→ EXERCISE OBJECTIVE:
Everything from the line containing "In this exercise you will locate the flower" to the last line of the data below should be copied word for word, and nothing else.

→ SOURCE INFORMATION:
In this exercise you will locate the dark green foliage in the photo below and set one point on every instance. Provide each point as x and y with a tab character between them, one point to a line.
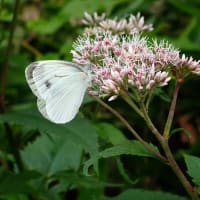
68	161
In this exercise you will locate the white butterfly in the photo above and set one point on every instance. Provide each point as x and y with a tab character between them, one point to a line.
60	87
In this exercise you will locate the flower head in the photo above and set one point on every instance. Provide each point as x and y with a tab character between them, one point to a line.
123	59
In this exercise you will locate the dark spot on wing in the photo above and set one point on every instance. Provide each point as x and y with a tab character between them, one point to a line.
47	84
30	71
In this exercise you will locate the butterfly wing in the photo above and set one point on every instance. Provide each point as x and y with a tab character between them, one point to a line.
60	87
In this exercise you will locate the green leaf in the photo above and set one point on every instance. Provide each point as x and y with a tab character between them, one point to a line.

→ ANSWER SPACE:
In this exercise you will locate the flower head in the photo above and set one point on every instance. Provide each point as x and y with a tab character between them, one point to a line.
123	59
In this exercise you will locate the dark spot on wing in the photo above and set one point on every instance. Provide each point as x and y with a tab character between them, one point to a line.
47	84
30	71
In this exercise you will locate the butterfly wing in the photo above and set one point on every instance. Provide each point as x and y with a tab character between them, one point to a line.
60	87
In this exercise you will locate the green leaf in the photo above and set one point on every instance. Provide each point as x and y with a tab character between them, one point to a line.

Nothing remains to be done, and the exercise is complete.